> **Your instructions**: Without the pictures, set down the records below word for word.

> **Dataset records**:
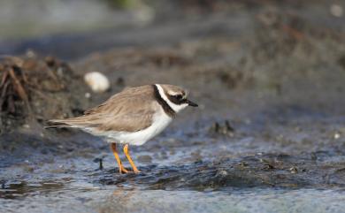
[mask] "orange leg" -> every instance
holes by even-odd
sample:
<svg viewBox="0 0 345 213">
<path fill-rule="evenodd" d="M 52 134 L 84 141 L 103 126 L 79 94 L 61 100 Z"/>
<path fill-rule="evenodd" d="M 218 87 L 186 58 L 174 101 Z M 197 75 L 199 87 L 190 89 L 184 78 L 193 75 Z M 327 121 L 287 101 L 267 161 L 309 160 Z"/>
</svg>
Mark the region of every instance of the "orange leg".
<svg viewBox="0 0 345 213">
<path fill-rule="evenodd" d="M 121 160 L 119 159 L 119 156 L 118 154 L 118 149 L 116 148 L 116 143 L 111 143 L 111 148 L 112 150 L 112 154 L 114 154 L 115 159 L 118 162 L 119 173 L 128 172 L 128 171 L 126 169 L 125 169 L 125 167 L 122 165 Z"/>
<path fill-rule="evenodd" d="M 131 164 L 131 166 L 133 168 L 133 171 L 134 171 L 134 173 L 139 173 L 140 171 L 136 168 L 134 163 L 132 160 L 132 157 L 129 156 L 129 153 L 128 153 L 128 144 L 125 145 L 125 147 L 123 148 L 123 151 L 125 152 L 125 155 L 127 157 L 127 159 L 129 161 L 129 164 Z"/>
</svg>

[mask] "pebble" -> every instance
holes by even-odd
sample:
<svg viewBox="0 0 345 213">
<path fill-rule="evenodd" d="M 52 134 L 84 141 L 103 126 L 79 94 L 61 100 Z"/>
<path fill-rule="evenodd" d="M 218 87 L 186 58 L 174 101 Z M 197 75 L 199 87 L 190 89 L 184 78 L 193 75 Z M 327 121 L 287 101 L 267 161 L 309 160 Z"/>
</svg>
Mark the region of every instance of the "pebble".
<svg viewBox="0 0 345 213">
<path fill-rule="evenodd" d="M 331 11 L 331 14 L 335 17 L 341 17 L 343 15 L 343 10 L 342 7 L 339 4 L 332 4 L 329 8 L 329 11 Z"/>
<path fill-rule="evenodd" d="M 86 73 L 84 75 L 84 80 L 95 93 L 104 93 L 111 87 L 108 78 L 99 72 Z"/>
</svg>

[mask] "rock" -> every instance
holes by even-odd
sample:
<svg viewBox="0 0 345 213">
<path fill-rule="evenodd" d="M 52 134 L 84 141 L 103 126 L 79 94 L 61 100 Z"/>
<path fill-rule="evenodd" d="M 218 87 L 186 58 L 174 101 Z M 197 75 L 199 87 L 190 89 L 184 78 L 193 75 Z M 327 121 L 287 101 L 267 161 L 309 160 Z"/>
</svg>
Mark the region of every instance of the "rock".
<svg viewBox="0 0 345 213">
<path fill-rule="evenodd" d="M 99 72 L 91 72 L 84 75 L 85 82 L 95 93 L 103 93 L 111 87 L 108 78 Z"/>
</svg>

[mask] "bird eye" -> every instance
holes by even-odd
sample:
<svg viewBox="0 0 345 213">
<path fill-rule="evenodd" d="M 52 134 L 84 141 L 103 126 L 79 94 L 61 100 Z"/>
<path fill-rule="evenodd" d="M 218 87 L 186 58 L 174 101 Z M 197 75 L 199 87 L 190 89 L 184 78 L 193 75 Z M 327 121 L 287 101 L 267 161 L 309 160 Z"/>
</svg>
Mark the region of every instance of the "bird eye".
<svg viewBox="0 0 345 213">
<path fill-rule="evenodd" d="M 182 99 L 182 95 L 173 95 L 177 100 L 180 100 Z"/>
</svg>

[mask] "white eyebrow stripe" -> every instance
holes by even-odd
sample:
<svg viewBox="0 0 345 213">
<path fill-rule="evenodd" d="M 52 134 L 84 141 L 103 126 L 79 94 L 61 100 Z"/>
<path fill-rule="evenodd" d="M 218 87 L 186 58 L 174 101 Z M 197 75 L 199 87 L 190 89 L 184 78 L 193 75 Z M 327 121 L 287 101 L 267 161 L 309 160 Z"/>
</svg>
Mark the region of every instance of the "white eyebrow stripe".
<svg viewBox="0 0 345 213">
<path fill-rule="evenodd" d="M 172 103 L 169 98 L 165 95 L 165 93 L 163 89 L 163 87 L 159 84 L 155 84 L 157 88 L 158 89 L 159 95 L 162 97 L 162 99 L 174 110 L 175 112 L 179 112 L 185 107 L 187 107 L 188 104 L 183 103 L 180 105 L 175 104 Z"/>
</svg>

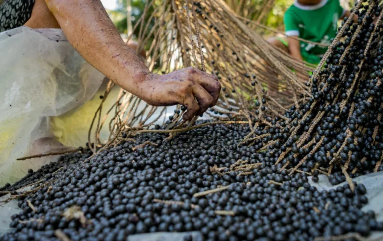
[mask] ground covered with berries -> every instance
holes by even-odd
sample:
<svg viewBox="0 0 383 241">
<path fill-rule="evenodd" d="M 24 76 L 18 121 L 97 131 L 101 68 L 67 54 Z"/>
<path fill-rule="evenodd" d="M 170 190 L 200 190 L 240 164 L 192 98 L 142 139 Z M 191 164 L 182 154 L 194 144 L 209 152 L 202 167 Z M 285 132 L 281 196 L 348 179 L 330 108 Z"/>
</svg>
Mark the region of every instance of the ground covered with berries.
<svg viewBox="0 0 383 241">
<path fill-rule="evenodd" d="M 165 141 L 168 134 L 145 133 L 90 160 L 87 148 L 65 155 L 3 188 L 44 180 L 20 197 L 23 211 L 1 240 L 125 240 L 194 230 L 209 240 L 312 240 L 383 231 L 373 212 L 361 210 L 368 202 L 364 186 L 318 191 L 304 172 L 281 171 L 269 152 L 238 146 L 249 131 L 211 125 Z"/>
</svg>

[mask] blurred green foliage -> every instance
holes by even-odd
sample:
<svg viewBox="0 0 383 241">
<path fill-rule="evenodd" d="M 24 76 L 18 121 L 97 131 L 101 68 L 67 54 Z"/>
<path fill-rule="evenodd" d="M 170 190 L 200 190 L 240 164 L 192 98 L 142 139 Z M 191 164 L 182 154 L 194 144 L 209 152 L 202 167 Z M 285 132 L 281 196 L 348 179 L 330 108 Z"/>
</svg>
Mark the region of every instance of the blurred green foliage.
<svg viewBox="0 0 383 241">
<path fill-rule="evenodd" d="M 118 7 L 116 9 L 111 10 L 107 10 L 108 14 L 109 15 L 112 21 L 113 21 L 116 27 L 121 33 L 127 33 L 127 1 L 126 0 L 115 0 L 117 2 Z M 146 0 L 131 0 L 131 20 L 132 27 L 137 23 L 140 18 L 142 15 L 144 10 L 146 4 Z M 156 5 L 156 2 L 154 4 Z M 150 7 L 148 9 L 148 13 L 145 15 L 145 22 L 147 23 L 150 15 L 153 12 L 153 7 Z M 150 31 L 153 25 L 153 21 L 149 23 L 149 26 L 148 30 Z M 133 37 L 137 36 L 139 34 L 140 28 L 136 28 L 133 33 Z"/>
</svg>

> **Final result**:
[mask] "orange leg" -> every instance
holes by even-odd
sample:
<svg viewBox="0 0 345 213">
<path fill-rule="evenodd" d="M 52 134 L 84 141 L 103 126 L 79 94 L 61 100 Z"/>
<path fill-rule="evenodd" d="M 218 87 L 186 58 L 174 101 Z M 197 75 L 199 87 L 190 89 L 184 78 L 193 75 Z M 327 121 L 287 101 L 267 161 L 309 160 Z"/>
</svg>
Mark the region of every instance of the "orange leg".
<svg viewBox="0 0 345 213">
<path fill-rule="evenodd" d="M 121 160 L 119 159 L 119 156 L 118 154 L 118 149 L 116 148 L 116 143 L 111 143 L 111 148 L 112 150 L 112 154 L 114 154 L 115 159 L 118 162 L 119 173 L 128 172 L 128 171 L 126 169 L 125 169 L 125 167 L 122 165 Z"/>
<path fill-rule="evenodd" d="M 131 164 L 131 166 L 133 168 L 133 171 L 134 171 L 134 173 L 139 173 L 140 171 L 136 168 L 134 163 L 132 160 L 132 157 L 129 156 L 129 153 L 128 153 L 128 144 L 125 145 L 125 147 L 123 148 L 123 151 L 125 152 L 125 155 L 127 157 L 127 159 L 129 161 L 129 164 Z"/>
</svg>

[mask] "pebble" -> every instance
holes by even-odd
sample:
<svg viewBox="0 0 345 213">
<path fill-rule="evenodd" d="M 52 134 L 84 141 L 103 126 L 79 94 L 61 100 Z"/>
<path fill-rule="evenodd" d="M 218 87 L 186 58 L 174 101 Z M 197 75 L 199 87 L 190 89 L 184 78 L 193 75 Z M 327 121 L 287 101 L 267 161 L 309 160 Z"/>
</svg>
Mark the region of every instance of the "pebble".
<svg viewBox="0 0 345 213">
<path fill-rule="evenodd" d="M 331 11 L 331 14 L 335 17 L 341 17 L 343 15 L 343 10 L 342 7 L 339 4 L 332 4 L 329 8 L 329 11 Z"/>
<path fill-rule="evenodd" d="M 86 73 L 84 75 L 84 80 L 95 93 L 104 93 L 111 87 L 108 78 L 99 72 Z"/>
</svg>

[mask] "rock" -> every instance
holes by even-odd
sample:
<svg viewBox="0 0 345 213">
<path fill-rule="evenodd" d="M 52 134 L 84 141 L 103 126 L 79 94 L 61 100 Z"/>
<path fill-rule="evenodd" d="M 218 87 L 186 58 L 174 101 Z M 197 75 L 199 87 L 190 89 L 184 78 L 193 75 Z M 327 121 L 287 101 L 267 161 L 309 160 Z"/>
</svg>
Mark the region of every instance of the "rock".
<svg viewBox="0 0 345 213">
<path fill-rule="evenodd" d="M 99 72 L 91 72 L 84 75 L 85 82 L 95 93 L 103 93 L 111 87 L 108 78 Z"/>
</svg>

[mask] "bird eye" -> every instance
holes by even-odd
sample:
<svg viewBox="0 0 345 213">
<path fill-rule="evenodd" d="M 52 134 L 84 141 L 103 126 L 79 94 L 61 100 Z"/>
<path fill-rule="evenodd" d="M 218 87 L 186 58 L 174 101 Z M 197 75 L 199 87 L 190 89 L 184 78 L 193 75 Z M 327 121 L 287 101 L 267 161 L 309 160 Z"/>
</svg>
Mark the region of every instance of the "bird eye".
<svg viewBox="0 0 345 213">
<path fill-rule="evenodd" d="M 182 99 L 182 95 L 173 95 L 177 100 L 180 100 Z"/>
</svg>

[mask] "white eyebrow stripe" -> every instance
holes by even-odd
sample:
<svg viewBox="0 0 345 213">
<path fill-rule="evenodd" d="M 52 134 L 84 141 L 103 126 L 79 94 L 61 100 Z"/>
<path fill-rule="evenodd" d="M 218 87 L 186 58 L 174 101 Z M 197 75 L 199 87 L 190 89 L 184 78 L 193 75 Z M 327 121 L 287 101 L 267 161 L 309 160 Z"/>
</svg>
Mark the region of every instance of the "white eyebrow stripe".
<svg viewBox="0 0 345 213">
<path fill-rule="evenodd" d="M 172 103 L 169 98 L 165 95 L 165 93 L 163 89 L 163 87 L 159 84 L 155 84 L 157 88 L 158 89 L 159 95 L 162 97 L 162 99 L 174 110 L 175 112 L 179 112 L 185 107 L 187 107 L 188 104 L 183 103 L 180 105 L 175 104 Z"/>
</svg>

[mask] ground covered with berries -> every instance
holes by even-odd
sample:
<svg viewBox="0 0 383 241">
<path fill-rule="evenodd" d="M 24 76 L 18 121 L 97 131 L 101 68 L 67 54 Z"/>
<path fill-rule="evenodd" d="M 170 190 L 200 190 L 240 164 L 192 98 L 142 139 Z M 191 164 L 182 154 L 194 144 L 209 152 L 202 167 Z M 285 132 L 281 196 L 348 179 L 330 108 Z"/>
</svg>
Mark the region of every instance of the ground covered with berries.
<svg viewBox="0 0 383 241">
<path fill-rule="evenodd" d="M 165 141 L 168 134 L 145 133 L 90 160 L 87 148 L 65 155 L 3 188 L 44 180 L 20 197 L 23 211 L 1 240 L 125 240 L 194 230 L 209 240 L 312 240 L 383 231 L 373 212 L 361 210 L 368 202 L 364 186 L 318 191 L 304 172 L 281 171 L 269 152 L 238 146 L 249 131 L 211 125 Z"/>
</svg>

[mask] blurred green foliage -> every instance
holes by even-odd
sample:
<svg viewBox="0 0 383 241">
<path fill-rule="evenodd" d="M 24 76 L 18 121 L 97 131 L 101 68 L 67 54 Z"/>
<path fill-rule="evenodd" d="M 170 190 L 200 190 L 240 164 L 192 98 L 142 139 Z M 191 164 L 182 154 L 194 144 L 209 152 L 202 167 Z M 285 132 L 281 196 L 348 179 L 330 108 Z"/>
</svg>
Mark the region of every instance of the blurred green foliage.
<svg viewBox="0 0 383 241">
<path fill-rule="evenodd" d="M 118 7 L 116 9 L 111 10 L 107 10 L 108 14 L 109 15 L 112 21 L 113 21 L 116 27 L 121 33 L 127 33 L 127 1 L 126 0 L 115 0 L 117 2 Z M 146 0 L 131 0 L 131 20 L 132 27 L 137 23 L 140 18 L 142 15 L 144 10 L 146 4 Z M 156 5 L 156 2 L 154 4 Z M 150 7 L 148 9 L 148 13 L 145 15 L 145 22 L 147 23 L 150 15 L 153 12 L 153 7 Z M 150 31 L 153 25 L 153 21 L 149 23 L 149 26 L 148 30 Z M 133 37 L 137 36 L 139 34 L 140 28 L 136 28 L 133 33 Z"/>
</svg>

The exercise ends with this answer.